## [Your task]
Edit the stretch from "Mr Ferriter may" through "(without linking) earlier." in the text on Mr Ferriter and the maiden speech, replacing "meetings" with "sessions".

## [Text extract]
Mr Ferriter may have participated in the meetings but he obviously didn’t see the same minutes that @Tim_Riggins kept referencing (without linking) earlier.
maybe he’d use his father’s maiden speech to the dail
“I should like to co-operate with the Government or with any Party that I believed was going to introduce legislation in the best interests of the Irish nation. I should like very much to be in a position to support any measure brought forward in this House with that object, but I am very sorry that I cannot associate myself with this Bill or with anything relating to the public safety measures introduced by the Cumann na nGaedheal Government or by the present Fianna Fáil Government because I have seen that most of these Emergency Acts were always directed against Republicanism. How is it that we do not see any of these Acts directed against the Jews, who crucified Our Saviour nineteen hundred years ago, and who are crucifying us every day in the week? How is it that we do not see them directed against the Masonic Order? How is it that the I.R.A. is considered an illegal organisation while the Masonic Order is not considered an illegal organisation? You do not hear one word in these Acts against the banks who are robbing the people, right, left and centre. I told the electors in Leix-Offaly that the banks were robbers. The police were listening to me. Does the Minister for Justice think that, if the banks were not robbers, the police would have allowed me to make that statement in public without attempting to make me prove it? This Government is introducing an Emergency Powers Bill now to prevent the suffering masses of the Irish people from ridding themselves or the poverty, emigration, debt, seizures and a thousand and one other national ills which I could continue to enumerate in this House until this day-week, but I do not propose to waste your precious time doing so.”

## [Data]
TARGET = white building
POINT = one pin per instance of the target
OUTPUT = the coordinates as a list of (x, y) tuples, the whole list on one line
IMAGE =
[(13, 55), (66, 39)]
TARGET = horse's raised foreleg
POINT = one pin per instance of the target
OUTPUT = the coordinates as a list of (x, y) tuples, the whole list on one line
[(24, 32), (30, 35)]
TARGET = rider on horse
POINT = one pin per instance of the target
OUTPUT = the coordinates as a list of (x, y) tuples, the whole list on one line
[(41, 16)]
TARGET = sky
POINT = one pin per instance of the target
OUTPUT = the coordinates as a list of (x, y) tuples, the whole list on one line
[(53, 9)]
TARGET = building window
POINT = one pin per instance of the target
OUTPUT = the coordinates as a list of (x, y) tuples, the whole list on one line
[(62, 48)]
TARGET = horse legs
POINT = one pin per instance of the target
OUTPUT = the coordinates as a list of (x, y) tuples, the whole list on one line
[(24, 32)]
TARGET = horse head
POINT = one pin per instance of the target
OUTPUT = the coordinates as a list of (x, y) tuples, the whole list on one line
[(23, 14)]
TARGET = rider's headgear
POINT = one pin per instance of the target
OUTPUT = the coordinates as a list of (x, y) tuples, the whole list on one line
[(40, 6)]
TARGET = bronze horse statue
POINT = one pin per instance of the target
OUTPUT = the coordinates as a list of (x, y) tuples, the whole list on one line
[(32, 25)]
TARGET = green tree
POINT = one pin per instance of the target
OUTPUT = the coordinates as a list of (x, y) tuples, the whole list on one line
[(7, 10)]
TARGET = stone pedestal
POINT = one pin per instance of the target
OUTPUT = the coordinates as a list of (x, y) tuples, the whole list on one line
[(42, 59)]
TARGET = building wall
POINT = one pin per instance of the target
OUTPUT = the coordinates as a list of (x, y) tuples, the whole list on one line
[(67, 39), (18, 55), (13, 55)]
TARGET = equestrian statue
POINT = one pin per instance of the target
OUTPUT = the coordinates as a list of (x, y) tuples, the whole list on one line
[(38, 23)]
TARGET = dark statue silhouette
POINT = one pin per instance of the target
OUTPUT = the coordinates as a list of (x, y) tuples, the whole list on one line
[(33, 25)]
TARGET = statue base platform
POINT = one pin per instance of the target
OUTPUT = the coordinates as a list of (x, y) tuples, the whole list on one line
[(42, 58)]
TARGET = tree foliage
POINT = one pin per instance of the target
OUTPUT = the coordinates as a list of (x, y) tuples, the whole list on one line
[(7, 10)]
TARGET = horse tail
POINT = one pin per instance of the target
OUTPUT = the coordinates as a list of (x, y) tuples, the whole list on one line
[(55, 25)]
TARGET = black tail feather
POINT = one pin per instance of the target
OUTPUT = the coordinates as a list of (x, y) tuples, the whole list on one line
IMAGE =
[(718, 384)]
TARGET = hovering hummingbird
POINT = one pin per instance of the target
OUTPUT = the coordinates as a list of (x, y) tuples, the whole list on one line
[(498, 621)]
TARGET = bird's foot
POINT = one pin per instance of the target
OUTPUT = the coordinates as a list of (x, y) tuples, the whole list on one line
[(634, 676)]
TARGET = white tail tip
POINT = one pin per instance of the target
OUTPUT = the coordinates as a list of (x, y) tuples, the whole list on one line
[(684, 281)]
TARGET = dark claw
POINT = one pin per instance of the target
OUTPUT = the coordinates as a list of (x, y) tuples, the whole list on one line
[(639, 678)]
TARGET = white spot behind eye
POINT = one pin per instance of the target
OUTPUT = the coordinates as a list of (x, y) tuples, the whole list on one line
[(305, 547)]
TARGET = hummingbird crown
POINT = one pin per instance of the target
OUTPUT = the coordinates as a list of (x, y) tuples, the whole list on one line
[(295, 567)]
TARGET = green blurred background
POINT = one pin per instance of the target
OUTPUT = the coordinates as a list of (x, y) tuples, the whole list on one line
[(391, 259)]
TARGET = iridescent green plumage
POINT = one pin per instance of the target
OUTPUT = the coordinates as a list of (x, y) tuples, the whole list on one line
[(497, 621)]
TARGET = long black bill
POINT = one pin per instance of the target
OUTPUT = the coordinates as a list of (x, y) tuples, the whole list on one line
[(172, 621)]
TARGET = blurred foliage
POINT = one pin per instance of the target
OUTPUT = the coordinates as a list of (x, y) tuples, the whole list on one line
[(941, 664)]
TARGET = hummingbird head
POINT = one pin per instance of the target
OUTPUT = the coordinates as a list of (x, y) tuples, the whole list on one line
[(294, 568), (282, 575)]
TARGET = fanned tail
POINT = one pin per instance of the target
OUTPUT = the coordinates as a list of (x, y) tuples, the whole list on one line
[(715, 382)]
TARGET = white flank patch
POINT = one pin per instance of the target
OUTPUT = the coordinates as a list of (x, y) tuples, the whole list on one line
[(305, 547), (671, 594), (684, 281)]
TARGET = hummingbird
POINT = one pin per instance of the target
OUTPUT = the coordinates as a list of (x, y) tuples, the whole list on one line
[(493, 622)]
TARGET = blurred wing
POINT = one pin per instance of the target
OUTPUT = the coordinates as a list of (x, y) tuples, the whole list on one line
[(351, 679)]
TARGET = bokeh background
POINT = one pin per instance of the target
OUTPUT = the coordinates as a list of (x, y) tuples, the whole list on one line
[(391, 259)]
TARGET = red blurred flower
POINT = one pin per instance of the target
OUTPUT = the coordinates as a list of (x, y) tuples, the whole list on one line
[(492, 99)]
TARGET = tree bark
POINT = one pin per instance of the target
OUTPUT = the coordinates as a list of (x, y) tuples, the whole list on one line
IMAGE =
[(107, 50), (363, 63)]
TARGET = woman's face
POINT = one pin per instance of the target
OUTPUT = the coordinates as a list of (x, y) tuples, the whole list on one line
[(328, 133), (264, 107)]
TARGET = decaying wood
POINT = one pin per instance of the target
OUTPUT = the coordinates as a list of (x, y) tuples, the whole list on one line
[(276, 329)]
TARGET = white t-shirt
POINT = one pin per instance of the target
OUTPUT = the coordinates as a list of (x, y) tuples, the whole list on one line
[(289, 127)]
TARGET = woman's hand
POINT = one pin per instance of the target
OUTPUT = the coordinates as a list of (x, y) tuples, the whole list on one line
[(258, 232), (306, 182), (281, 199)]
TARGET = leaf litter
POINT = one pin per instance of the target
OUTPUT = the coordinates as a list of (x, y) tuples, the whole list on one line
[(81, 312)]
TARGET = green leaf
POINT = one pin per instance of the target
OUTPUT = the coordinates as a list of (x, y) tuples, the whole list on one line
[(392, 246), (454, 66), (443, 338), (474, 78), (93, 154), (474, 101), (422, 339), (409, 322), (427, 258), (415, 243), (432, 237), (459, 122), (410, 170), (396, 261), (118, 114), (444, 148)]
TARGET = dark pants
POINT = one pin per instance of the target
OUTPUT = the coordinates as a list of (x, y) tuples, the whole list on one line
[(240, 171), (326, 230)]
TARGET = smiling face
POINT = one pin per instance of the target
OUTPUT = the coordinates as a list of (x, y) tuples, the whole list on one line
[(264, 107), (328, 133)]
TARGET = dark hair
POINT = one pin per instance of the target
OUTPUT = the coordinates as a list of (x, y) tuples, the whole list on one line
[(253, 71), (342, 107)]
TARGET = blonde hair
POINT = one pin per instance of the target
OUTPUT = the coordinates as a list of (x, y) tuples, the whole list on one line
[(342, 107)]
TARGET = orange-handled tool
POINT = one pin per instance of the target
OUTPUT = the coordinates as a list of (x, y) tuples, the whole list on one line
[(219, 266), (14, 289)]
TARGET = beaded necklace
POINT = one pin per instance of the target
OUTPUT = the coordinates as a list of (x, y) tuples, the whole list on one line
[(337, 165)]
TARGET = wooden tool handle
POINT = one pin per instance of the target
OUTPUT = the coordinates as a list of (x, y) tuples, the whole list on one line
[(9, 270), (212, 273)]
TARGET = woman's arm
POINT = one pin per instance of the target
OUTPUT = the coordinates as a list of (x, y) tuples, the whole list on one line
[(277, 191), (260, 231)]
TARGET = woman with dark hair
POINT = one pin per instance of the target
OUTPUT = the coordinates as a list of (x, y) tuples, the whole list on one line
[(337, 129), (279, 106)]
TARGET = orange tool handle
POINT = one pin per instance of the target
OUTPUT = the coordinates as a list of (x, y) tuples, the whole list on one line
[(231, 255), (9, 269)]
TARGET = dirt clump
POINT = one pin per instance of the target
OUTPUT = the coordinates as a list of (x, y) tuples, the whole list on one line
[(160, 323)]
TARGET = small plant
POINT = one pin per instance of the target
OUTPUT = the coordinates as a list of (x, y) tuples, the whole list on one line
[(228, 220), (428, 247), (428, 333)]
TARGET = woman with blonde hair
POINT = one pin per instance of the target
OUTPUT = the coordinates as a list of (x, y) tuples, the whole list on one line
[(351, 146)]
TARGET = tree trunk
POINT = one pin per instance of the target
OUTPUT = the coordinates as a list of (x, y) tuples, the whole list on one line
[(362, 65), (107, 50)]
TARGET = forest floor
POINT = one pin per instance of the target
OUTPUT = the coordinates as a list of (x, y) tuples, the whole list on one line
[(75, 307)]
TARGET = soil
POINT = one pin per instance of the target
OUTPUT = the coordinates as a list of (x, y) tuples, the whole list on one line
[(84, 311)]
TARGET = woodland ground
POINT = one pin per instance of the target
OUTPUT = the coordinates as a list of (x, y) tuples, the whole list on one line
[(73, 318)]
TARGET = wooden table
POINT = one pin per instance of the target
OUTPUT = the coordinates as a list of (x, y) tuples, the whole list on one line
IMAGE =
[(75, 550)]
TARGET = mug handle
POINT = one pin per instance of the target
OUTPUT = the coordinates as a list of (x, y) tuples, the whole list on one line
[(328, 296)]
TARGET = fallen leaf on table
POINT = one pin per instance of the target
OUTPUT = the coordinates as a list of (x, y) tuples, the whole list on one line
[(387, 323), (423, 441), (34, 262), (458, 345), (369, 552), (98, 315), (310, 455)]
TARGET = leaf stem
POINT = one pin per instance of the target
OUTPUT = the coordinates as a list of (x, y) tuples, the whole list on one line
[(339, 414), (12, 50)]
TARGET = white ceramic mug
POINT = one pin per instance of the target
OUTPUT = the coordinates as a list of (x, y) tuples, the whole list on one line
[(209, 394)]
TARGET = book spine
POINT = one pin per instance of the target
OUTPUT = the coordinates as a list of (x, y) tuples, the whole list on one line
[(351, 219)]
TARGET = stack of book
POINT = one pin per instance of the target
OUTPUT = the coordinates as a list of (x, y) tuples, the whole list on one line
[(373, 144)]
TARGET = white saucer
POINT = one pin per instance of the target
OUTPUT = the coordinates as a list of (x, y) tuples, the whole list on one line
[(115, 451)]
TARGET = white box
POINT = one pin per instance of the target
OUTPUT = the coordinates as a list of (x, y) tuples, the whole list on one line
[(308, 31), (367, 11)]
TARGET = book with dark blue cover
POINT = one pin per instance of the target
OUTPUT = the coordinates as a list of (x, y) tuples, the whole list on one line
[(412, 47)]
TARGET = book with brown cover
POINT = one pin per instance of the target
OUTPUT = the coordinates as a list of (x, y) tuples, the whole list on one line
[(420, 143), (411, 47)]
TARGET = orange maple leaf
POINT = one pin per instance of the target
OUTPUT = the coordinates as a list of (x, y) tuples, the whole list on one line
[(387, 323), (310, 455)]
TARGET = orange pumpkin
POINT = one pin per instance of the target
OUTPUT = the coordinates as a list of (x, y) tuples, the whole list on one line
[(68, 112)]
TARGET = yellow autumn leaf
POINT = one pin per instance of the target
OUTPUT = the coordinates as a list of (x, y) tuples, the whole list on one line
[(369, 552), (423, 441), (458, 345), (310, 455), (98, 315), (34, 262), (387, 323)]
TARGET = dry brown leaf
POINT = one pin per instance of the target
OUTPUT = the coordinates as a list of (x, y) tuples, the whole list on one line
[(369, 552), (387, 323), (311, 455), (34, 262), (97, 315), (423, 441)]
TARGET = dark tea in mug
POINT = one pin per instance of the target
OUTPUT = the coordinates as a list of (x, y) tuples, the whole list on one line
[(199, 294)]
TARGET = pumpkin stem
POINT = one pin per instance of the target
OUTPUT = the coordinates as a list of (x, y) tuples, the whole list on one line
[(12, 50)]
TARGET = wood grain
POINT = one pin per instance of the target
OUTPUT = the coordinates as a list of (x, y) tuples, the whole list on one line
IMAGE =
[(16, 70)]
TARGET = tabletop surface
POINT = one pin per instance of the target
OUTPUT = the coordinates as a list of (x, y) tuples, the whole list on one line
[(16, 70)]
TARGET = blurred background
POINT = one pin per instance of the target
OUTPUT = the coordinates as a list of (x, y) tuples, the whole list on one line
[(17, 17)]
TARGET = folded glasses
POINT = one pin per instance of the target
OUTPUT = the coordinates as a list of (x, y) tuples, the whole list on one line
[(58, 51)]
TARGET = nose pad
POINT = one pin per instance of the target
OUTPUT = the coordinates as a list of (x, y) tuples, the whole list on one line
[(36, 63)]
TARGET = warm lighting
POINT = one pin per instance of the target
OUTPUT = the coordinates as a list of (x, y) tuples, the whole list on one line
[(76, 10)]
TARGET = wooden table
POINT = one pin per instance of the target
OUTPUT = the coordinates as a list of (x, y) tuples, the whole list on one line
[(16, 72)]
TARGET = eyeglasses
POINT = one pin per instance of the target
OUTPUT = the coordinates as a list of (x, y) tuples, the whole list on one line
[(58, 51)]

## [Solution]
Mr Ferriter may have participated in the sessions but he obviously didn’t see the same minutes that @Tim_Riggins kept referencing (without linking) earlier.